Objective
Please swap "photo" for "image" in the listing from its first line through the line that has "Query: white field line", and give those lines back with nothing else changed.

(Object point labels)
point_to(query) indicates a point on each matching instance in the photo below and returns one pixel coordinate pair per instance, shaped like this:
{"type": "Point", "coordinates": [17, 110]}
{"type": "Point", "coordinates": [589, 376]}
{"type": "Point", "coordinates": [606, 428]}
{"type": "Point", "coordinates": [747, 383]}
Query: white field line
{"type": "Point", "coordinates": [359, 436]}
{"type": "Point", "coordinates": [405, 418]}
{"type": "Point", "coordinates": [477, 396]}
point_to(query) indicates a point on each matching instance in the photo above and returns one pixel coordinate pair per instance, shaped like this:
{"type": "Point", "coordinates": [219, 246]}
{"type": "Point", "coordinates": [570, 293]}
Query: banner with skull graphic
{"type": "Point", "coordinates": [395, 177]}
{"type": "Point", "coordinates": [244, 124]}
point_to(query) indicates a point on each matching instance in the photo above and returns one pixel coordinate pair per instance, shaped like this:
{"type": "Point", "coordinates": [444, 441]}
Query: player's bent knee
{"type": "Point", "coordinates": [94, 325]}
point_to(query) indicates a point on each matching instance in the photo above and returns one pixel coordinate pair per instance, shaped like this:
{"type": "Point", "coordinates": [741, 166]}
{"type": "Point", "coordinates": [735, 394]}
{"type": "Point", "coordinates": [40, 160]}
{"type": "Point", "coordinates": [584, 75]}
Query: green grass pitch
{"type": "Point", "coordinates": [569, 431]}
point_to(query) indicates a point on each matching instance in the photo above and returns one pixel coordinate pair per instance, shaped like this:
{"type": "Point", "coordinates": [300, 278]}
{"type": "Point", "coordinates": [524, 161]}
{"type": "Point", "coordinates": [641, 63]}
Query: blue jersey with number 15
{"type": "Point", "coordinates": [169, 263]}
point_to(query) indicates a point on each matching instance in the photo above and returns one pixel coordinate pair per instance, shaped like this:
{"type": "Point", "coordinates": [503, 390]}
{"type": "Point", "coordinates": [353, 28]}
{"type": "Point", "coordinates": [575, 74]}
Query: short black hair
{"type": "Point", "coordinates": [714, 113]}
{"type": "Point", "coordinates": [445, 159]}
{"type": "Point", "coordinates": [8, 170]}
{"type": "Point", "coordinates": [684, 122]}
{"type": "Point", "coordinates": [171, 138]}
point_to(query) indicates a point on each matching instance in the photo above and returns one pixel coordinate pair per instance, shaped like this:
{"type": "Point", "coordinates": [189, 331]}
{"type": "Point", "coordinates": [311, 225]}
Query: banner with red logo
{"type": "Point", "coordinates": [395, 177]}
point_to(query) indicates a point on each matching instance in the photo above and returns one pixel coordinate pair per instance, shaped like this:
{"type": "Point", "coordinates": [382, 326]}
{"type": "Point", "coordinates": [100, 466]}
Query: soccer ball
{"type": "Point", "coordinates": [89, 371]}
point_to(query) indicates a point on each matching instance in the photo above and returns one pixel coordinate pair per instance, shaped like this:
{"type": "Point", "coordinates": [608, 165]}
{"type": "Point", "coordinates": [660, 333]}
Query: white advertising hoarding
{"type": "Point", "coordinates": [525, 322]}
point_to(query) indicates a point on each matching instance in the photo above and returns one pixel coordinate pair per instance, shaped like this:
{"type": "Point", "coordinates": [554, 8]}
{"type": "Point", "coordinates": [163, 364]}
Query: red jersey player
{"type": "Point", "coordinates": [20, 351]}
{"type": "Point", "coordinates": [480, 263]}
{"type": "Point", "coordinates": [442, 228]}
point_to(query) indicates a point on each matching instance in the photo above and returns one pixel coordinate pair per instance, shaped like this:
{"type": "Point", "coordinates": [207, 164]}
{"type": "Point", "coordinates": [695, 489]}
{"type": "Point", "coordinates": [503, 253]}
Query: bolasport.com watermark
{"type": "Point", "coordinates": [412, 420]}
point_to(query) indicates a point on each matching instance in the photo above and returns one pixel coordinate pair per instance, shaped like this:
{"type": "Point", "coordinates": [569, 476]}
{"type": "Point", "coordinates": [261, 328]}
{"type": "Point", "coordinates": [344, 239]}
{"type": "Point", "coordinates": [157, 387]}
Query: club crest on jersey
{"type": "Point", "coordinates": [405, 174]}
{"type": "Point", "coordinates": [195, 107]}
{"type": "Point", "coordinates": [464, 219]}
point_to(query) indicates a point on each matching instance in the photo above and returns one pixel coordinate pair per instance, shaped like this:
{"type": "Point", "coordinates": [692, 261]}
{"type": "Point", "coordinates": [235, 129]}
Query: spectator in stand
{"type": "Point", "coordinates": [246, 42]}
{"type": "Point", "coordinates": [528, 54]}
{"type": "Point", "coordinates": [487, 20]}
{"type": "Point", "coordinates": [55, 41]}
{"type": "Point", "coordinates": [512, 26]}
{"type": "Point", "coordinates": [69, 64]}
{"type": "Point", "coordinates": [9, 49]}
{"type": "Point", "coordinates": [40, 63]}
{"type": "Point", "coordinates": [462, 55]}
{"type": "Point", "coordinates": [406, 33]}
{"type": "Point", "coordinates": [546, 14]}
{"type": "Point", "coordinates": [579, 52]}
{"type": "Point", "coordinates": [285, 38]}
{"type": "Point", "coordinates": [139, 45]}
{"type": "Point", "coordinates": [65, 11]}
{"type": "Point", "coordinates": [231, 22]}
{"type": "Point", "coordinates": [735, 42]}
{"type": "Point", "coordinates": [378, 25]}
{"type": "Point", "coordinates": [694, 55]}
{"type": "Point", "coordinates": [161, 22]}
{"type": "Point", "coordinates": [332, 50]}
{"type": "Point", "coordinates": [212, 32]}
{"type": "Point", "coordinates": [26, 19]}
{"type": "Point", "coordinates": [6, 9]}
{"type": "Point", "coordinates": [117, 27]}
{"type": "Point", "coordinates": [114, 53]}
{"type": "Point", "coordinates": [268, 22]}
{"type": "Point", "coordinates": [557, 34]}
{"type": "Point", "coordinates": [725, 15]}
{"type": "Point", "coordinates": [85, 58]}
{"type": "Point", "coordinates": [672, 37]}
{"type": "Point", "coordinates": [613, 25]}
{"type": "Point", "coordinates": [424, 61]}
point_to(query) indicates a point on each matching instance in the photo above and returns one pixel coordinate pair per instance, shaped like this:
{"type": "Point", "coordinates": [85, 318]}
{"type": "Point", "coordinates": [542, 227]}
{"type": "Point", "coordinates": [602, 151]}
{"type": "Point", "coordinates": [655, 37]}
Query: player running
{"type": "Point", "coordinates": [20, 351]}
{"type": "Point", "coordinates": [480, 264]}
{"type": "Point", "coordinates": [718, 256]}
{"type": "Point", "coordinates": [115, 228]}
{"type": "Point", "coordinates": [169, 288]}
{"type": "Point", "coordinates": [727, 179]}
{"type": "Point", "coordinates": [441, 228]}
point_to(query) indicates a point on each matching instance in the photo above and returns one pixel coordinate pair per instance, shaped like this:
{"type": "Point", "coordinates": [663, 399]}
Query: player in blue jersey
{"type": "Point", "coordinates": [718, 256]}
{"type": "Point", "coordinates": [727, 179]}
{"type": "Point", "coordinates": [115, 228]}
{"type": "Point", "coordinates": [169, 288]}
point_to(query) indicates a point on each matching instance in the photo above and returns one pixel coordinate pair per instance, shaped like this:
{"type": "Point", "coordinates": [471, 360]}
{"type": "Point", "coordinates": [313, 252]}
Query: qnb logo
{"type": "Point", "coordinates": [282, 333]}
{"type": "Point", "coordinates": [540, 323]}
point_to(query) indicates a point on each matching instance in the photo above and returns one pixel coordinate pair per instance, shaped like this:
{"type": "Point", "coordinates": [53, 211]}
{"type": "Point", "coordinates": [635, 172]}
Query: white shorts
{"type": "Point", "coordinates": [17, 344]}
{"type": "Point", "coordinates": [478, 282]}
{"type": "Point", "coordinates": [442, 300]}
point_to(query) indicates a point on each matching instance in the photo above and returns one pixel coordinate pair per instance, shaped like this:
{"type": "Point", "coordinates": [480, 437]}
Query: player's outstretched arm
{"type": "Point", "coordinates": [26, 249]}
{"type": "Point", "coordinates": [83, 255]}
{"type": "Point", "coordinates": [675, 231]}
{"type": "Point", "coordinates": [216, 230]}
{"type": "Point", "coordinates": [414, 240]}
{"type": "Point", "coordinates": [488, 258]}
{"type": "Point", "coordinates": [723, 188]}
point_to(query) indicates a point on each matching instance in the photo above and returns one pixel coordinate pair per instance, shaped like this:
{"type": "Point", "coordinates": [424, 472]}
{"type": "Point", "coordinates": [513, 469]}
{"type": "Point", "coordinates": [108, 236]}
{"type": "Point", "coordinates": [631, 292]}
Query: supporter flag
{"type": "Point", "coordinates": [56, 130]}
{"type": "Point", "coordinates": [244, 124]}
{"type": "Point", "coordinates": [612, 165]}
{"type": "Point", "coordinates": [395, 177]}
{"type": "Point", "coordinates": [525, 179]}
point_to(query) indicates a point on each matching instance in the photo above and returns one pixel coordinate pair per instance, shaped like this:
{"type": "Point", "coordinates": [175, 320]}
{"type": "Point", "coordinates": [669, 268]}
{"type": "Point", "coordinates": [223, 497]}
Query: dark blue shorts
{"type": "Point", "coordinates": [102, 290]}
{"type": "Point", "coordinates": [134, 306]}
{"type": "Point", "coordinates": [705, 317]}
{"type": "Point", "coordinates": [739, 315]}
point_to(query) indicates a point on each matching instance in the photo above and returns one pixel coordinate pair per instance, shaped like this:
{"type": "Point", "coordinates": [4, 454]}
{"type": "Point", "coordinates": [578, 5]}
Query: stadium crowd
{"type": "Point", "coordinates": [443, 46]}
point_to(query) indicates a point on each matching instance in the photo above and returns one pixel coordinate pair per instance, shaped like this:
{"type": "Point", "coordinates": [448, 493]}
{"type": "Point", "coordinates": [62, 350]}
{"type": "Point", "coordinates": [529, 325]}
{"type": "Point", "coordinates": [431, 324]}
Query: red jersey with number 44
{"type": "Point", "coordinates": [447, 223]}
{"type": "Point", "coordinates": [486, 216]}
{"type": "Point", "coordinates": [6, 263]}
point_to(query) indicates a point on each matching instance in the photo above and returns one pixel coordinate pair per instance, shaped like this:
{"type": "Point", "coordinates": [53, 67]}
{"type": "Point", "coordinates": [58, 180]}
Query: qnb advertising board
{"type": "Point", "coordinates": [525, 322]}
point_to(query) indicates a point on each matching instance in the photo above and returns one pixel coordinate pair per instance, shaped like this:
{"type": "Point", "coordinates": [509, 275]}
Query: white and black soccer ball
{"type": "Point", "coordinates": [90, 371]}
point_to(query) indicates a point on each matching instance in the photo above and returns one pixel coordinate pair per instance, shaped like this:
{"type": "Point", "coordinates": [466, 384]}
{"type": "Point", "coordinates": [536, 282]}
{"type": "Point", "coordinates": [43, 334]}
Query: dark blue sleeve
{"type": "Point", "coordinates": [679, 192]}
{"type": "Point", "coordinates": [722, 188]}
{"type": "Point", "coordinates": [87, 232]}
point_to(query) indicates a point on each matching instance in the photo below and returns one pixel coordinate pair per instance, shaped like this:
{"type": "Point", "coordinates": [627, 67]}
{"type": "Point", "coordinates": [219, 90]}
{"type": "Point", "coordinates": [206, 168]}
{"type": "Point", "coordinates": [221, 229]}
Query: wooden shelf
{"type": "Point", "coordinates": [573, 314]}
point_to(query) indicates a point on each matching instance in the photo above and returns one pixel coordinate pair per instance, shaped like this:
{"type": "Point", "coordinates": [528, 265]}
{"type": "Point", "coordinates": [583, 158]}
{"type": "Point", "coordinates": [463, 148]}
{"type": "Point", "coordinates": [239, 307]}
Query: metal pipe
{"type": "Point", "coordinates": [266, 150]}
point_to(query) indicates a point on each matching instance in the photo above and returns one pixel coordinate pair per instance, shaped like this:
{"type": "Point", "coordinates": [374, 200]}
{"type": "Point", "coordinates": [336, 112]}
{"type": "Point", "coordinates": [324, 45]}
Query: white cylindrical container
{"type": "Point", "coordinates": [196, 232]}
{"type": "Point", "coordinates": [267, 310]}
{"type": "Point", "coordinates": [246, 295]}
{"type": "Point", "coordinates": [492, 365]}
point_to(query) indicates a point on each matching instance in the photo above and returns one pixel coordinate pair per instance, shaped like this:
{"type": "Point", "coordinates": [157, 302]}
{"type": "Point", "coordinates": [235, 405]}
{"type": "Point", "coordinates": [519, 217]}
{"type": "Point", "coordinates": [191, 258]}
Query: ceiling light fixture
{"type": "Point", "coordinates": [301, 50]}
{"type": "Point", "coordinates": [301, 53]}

The reply
point_to(query) indicates a point on each matching instance in the image below and returns one pixel coordinate pair per instance, shaped like this:
{"type": "Point", "coordinates": [17, 110]}
{"type": "Point", "coordinates": [589, 376]}
{"type": "Point", "coordinates": [606, 428]}
{"type": "Point", "coordinates": [747, 383]}
Query: white field line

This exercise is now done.